Exercise: Pick up the tutorial on cleaning and merging movie datasets right after its last sentence and keep writing it.
— begin Excerpt to read —
Looking at the data guides us to decide in what ways we might want to clean the data. For instance, the small sample data shown above, reveals that the title_year attribute is stored as floats (i.e., rational numbers). We can add another cleaning step to transform the title_year into strings and replace the missing title years with symbol “?”.

In [14]:

def preprocess_year(year):
	if pd.isnull(year):
		return '?'
	else:
		return str(int(year))

kaggle_data['norm_title_year'] = kaggle_data['title_year'].map(preprocess_year)
kaggle_data.head()

Out[14]:

	color	director_name	num_critic_for_reviews	duration	director_facebook_likes	actor_3_facebook_likes	actor_2_name	actor_1_facebook_likes	gross	genres	…	country	content_rating	budget	title_year	actor_2_facebook_likes	imdb_score	aspect_ratio	movie_facebook_likes	norm_movie_title	norm_title_year
0	Color	James Cameron	723.0	178.0	0.0	855.0	Joel David Moore	1000.0	760505847.0	Action\|Adventure\|Fantasy\|Sci-Fi	…	USA	PG-13	237000000.0	2009.0	936.0	7.9	1.78	33000	avatar	2009
1	Color	Gore Verbinski	302.0	169.0	563.0	1000.0	Orlando Bloom	40000.0	309404152.0	Action\|Adventure\|Fantasy	…	USA	PG-13	300000000.0	2007.0	5000.0	7.1	2.35	0	pirates of the caribbean: at worlds end	2007
2	Color	Sam Mendes	602.0	148.0	0.0	161.0	Rory Kinnear	11000.0	200074175.0	Action\|Adventure\|Thriller	…	UK	PG-13	245000000.0	2015.0	393.0	6.8	2.35	85000	spectre	2015
3	Color	Christopher Nolan	813.0	164.0	22000.0	23000.0	Christian Bale	27000.0	448130642.0	Action\|Thriller	…	USA	PG-13	250000000.0	2012.0	23000.0	8.5	2.35	164000	the dark knight rises	2012
4	NaN	Doug Walker	NaN	NaN	131.0	NaN	Rob Walker	131.0	NaN	Documentary	…	NaN	NaN	NaN	NaN	12.0	7.1	NaN	0	star wars: episode vii – the force awakens	?

5 rows Ã— 30 columns

Part 4: Data Matching & Merging¶

The main goal in this part is go match the data that we have acquired from different sources to create a single rich dataset. Recall that in Part 3, we transformed all datasets into a dataframe which we used to clean the data. In this part, we continue using the same dataframes for the data that we have prepared so far.

Step 1: Integrating the “IMDB Plain Text Data” files

Note that both ratings_data and genres_data dataframes contain data that come from the same source (i.e., “the IMDB Plain Text data”). Thus, we assume that there are no inconsistencies between the data stored in these dataframe and to combine them, all we need to do is to match the entries that share the same title and production year. This simple “exact match” can be done simply using dataframes.
— end Excerpt to read —
— begin Data section —
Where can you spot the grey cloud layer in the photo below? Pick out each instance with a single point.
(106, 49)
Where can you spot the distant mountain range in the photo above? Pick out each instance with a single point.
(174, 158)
— end Data section —
Right answer:
In [15]:

brief_imdb_data = pd.merge(ratings_data, genres_data, how='inner', on=['norm_movie', 'year'])

brief_imdb_data.head()

Out[15]:

	movie_x	year	rating	norm_movie	movie_y	genre
0	The Shawshank Redemption	1994	9.2	the shawshank redemption	The Shawshank Redemption	Crime
1	The Godfather	1972	9.2	the godfather	The Godfather	Crime
2	The Godfather: Part II	1974	9.0	the godfather: part ii	The Godfather: Part II	Crime
3	The Dark Knight	2008	8.9	the dark knight	The Dark Knight	Action
4	12 Angry Men	1957	8.9	12 angry men	12 Angry Men	Crime

We refer to the dataset created above as the brief_imdb_data since it only contains two attributes (namely, genre and rating). Henceforth, we are going to use a richer version of the IMDB dataset which we created by integrating a number of files from the “IMDB Plain Text Data”. If you have completed the first part of this tutorial, then this dataset is already downloaded and stored in “imdb_dataset.csv” under the “data” folder. The following code snippet loads this dataset, does preprocessing on the title and production year of movies, removes the duplicates as before, and prints the size of the dataset.

In [16]:

# reading the new IMDB dataset
imdb_data = pd.read_csv('./data/imdb_dataset.csv')
# let's normlize the title as we did in Part 3 of the tutorial
imdb_data['norm_title'] = imdb_data['title'].map(preprocess_title)
imdb_data['norm_year'] = imdb_data['year'].map(preprocess_year)
imdb_data = imdb_data.drop_duplicates(subset=['norm_title', 'norm_year'], keep='first').copy()
imdb_data.shape

Out[16]:

(869178, 27)

Step 2: Integrating the Kaggle and IMDB datasets

A simple approach to integrate the two datasets is to simply join entries that share the same movie title and year of production. The following code reveals that 4,248 matches are found using this simple approach.

In [17]:

data_attempt1 = pd.merge(imdb_data, kaggle_data, how='inner', left_on=['norm_title', 'norm_year'],
						 right_on=['norm_movie_title', 'norm_title_year'])
data_attempt1.shape

Out[17]:

(4248, 57)

But given that IMDB and Kaggle datasets are collected from different sources, chances are that the name of a movie would be slightly different in these datasets (e.g. “Wall.E” vs “WallE”). To be able to find such matches, one can look at the similarity of movie titles and consider title with high similarity to be the same entity. BigGorilla provides a python pacakge named py_stringsimjoin for doing similarity join across two datasets. The following code snippet uses the py_stringsimjoin to match all the titles that have an edit distance of one or less (i.e., there is at most one character that needs to be changed/added/removed to make both titles identical). Once the similarity join is complete, it only selects the title pairs that are produced in the same year.

In [18]:

import py_stringsimjoin as ssj
import py_stringmatching as sm

imdb_data['id'] = range(imdb_data.shape[0])
kaggle_data['id'] = range(kaggle_data.shape[0])
similar_titles = ssj.edit_distance_join(imdb_data, kaggle_data, 'id', 'id', 'norm_title',
										'norm_movie_title', l_out_attrs=['norm_title', 'norm_year'],
										 r_out_attrs=['norm_movie_title', 'norm_title_year'], threshold=1)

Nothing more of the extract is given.